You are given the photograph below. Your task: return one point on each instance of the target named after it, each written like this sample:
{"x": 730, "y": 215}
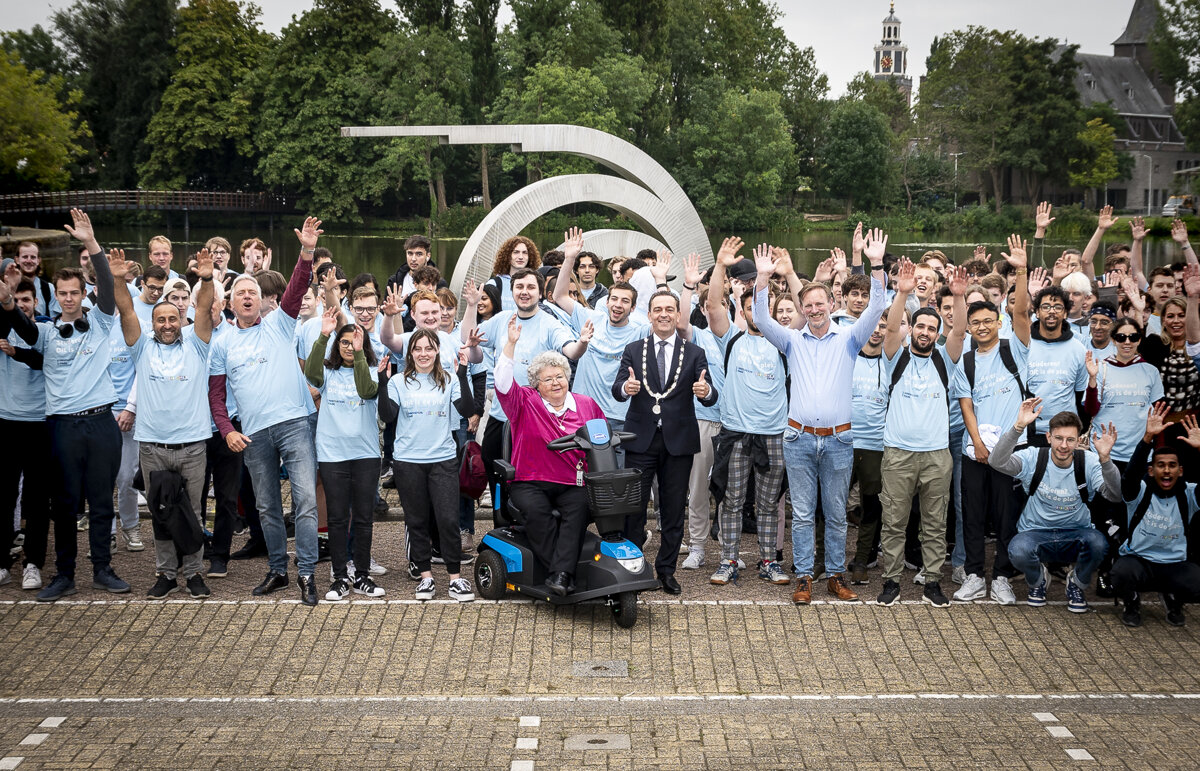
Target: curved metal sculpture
{"x": 645, "y": 191}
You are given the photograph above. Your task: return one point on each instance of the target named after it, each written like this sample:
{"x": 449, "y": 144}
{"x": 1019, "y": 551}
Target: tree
{"x": 1097, "y": 165}
{"x": 119, "y": 55}
{"x": 736, "y": 157}
{"x": 202, "y": 135}
{"x": 39, "y": 137}
{"x": 312, "y": 85}
{"x": 856, "y": 155}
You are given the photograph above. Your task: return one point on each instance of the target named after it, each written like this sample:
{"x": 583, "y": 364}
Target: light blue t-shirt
{"x": 1056, "y": 371}
{"x": 1126, "y": 394}
{"x": 869, "y": 389}
{"x": 715, "y": 356}
{"x": 427, "y": 418}
{"x": 996, "y": 396}
{"x": 173, "y": 389}
{"x": 918, "y": 417}
{"x": 1057, "y": 502}
{"x": 598, "y": 366}
{"x": 1161, "y": 536}
{"x": 539, "y": 333}
{"x": 76, "y": 368}
{"x": 24, "y": 388}
{"x": 755, "y": 398}
{"x": 347, "y": 426}
{"x": 261, "y": 365}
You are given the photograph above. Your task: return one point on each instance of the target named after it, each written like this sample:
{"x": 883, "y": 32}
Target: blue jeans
{"x": 829, "y": 459}
{"x": 959, "y": 556}
{"x": 1084, "y": 547}
{"x": 291, "y": 442}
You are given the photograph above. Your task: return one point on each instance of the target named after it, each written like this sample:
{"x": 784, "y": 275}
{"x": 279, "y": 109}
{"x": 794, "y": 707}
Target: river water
{"x": 382, "y": 255}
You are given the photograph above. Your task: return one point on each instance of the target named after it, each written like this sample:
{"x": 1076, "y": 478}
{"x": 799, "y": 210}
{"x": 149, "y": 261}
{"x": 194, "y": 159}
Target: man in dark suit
{"x": 660, "y": 375}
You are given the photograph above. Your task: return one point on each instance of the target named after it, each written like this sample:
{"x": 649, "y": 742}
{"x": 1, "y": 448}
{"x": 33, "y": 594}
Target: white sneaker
{"x": 31, "y": 578}
{"x": 1002, "y": 591}
{"x": 973, "y": 587}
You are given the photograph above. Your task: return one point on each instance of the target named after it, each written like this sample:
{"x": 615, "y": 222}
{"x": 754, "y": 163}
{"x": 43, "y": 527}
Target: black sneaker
{"x": 1132, "y": 614}
{"x": 934, "y": 595}
{"x": 197, "y": 587}
{"x": 891, "y": 593}
{"x": 307, "y": 585}
{"x": 162, "y": 587}
{"x": 273, "y": 583}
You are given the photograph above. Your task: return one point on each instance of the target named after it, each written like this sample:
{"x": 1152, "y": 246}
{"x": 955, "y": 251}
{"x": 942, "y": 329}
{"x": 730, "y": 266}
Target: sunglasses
{"x": 82, "y": 324}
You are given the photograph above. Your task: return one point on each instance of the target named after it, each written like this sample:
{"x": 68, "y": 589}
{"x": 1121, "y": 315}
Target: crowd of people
{"x": 1060, "y": 402}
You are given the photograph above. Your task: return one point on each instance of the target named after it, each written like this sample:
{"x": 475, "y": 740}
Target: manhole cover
{"x": 597, "y": 741}
{"x": 600, "y": 669}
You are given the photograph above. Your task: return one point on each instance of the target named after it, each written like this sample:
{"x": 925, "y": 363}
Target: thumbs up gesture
{"x": 633, "y": 384}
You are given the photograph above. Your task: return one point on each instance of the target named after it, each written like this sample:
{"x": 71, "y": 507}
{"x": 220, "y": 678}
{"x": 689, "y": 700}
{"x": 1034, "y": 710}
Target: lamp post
{"x": 1150, "y": 186}
{"x": 957, "y": 156}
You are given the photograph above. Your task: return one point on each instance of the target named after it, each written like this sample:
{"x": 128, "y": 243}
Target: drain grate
{"x": 597, "y": 741}
{"x": 618, "y": 668}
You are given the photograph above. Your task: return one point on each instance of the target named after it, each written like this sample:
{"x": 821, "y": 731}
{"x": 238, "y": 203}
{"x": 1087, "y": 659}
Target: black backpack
{"x": 939, "y": 364}
{"x": 1006, "y": 358}
{"x": 1039, "y": 471}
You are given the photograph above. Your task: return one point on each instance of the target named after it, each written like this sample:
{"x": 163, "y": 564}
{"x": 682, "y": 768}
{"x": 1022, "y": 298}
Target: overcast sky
{"x": 843, "y": 40}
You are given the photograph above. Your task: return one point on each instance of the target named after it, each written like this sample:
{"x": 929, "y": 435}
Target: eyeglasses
{"x": 81, "y": 324}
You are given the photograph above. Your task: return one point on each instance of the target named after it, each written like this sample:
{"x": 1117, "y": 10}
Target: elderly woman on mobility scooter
{"x": 545, "y": 479}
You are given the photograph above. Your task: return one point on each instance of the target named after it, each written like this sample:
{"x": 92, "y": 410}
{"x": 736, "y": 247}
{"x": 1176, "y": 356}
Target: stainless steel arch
{"x": 663, "y": 209}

______

**Written task:** Gather every line of the material above that contains the string "sneaker" and copy each one in full. Treat uppercase and lowercase letters as different.

**Result of this task:**
Target: white sneaker
Target: black sneaker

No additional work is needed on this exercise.